Transcribe the lines of the records starting with the one that has "Would you be so kind as to locate the overhead" in it and ending with the last, and transcribe nothing else.
-*-*-
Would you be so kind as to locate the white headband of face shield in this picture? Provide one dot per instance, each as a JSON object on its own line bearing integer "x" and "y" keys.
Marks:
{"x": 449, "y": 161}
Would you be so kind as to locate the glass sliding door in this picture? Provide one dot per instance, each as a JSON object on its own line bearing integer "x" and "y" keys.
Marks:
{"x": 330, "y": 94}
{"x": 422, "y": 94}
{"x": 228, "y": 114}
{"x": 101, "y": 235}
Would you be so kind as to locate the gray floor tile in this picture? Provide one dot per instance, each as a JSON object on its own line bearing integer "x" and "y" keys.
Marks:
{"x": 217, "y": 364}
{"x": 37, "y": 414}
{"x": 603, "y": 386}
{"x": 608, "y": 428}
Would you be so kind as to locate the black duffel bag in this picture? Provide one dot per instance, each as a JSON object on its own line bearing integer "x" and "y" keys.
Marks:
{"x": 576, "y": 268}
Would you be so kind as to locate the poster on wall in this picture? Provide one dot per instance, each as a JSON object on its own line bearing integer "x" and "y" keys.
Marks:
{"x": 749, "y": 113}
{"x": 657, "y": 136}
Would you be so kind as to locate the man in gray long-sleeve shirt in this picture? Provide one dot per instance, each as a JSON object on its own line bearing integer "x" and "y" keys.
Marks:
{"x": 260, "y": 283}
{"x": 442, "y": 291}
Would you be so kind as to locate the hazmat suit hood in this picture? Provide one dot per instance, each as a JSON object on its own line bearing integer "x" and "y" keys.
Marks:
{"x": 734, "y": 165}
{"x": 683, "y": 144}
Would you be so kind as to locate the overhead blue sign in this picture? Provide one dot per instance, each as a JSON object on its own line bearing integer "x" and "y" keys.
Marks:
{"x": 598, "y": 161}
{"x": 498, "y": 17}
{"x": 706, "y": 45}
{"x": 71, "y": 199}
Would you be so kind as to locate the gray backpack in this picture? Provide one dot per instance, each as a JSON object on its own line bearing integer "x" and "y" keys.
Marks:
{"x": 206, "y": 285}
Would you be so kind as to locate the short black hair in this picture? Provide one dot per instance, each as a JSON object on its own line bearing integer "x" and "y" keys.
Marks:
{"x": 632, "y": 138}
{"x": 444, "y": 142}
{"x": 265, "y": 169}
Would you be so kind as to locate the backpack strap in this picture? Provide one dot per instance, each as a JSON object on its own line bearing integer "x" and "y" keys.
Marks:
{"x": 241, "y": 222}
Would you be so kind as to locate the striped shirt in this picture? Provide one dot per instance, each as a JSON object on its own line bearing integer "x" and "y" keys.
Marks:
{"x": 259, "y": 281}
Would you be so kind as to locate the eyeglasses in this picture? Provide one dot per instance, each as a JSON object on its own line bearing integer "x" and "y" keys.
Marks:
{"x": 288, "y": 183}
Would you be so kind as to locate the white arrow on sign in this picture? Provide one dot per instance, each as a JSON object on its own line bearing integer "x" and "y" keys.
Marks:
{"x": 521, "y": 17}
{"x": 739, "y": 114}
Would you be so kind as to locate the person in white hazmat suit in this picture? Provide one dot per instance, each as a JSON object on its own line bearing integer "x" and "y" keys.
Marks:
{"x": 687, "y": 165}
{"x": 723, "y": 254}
-*-*-
* Reply *
Would you be so kind as to locate the overhead blue sign in this picture? Provide one dot per instance, each as a JSON object on its own line bearing integer "x" and "y" keys.
Marks:
{"x": 598, "y": 161}
{"x": 498, "y": 17}
{"x": 706, "y": 45}
{"x": 71, "y": 199}
Would you be so kind as to locate the gray backpack in this picture? Provide one dot per instance, each as a JSON object on its own line bearing integer "x" and "y" keys.
Marks:
{"x": 206, "y": 285}
Would you be so kind as to locate the short black hair in this picture? Provide one dot per instance, each as a JSON object on its own line bearing integer "x" and "y" keys.
Marks:
{"x": 632, "y": 138}
{"x": 444, "y": 142}
{"x": 265, "y": 169}
Would you be so kind as to locate the backpack strap in this picture? Provide one dot per instance, each as a JSON object on its own line bearing integer "x" and "y" keys.
Marks:
{"x": 241, "y": 222}
Would you be so kind as to locate the striped shirt in this picture? Provide one dot per instance, each as a JSON object on its own line bearing integer "x" and "y" keys.
Marks:
{"x": 259, "y": 281}
Would you be so kind as to locate the eyeglasses in this picture? Provide one dot per instance, each as a JSON object on its own line bearing integer "x" and "y" keys.
Marks:
{"x": 288, "y": 183}
Would you be so kind as to locate the white arrow on sign in this picture? Provide one dot per instance, each as a JSON object on its own line bearing integer "x" and "y" keys.
Marks:
{"x": 521, "y": 17}
{"x": 739, "y": 114}
Would you be so kind as to locate the person in white hazmat suit in this picture? Provide one dot per instance, each as a JSON object on its own line bearing integer "x" and "y" keys.
Marks:
{"x": 687, "y": 165}
{"x": 723, "y": 254}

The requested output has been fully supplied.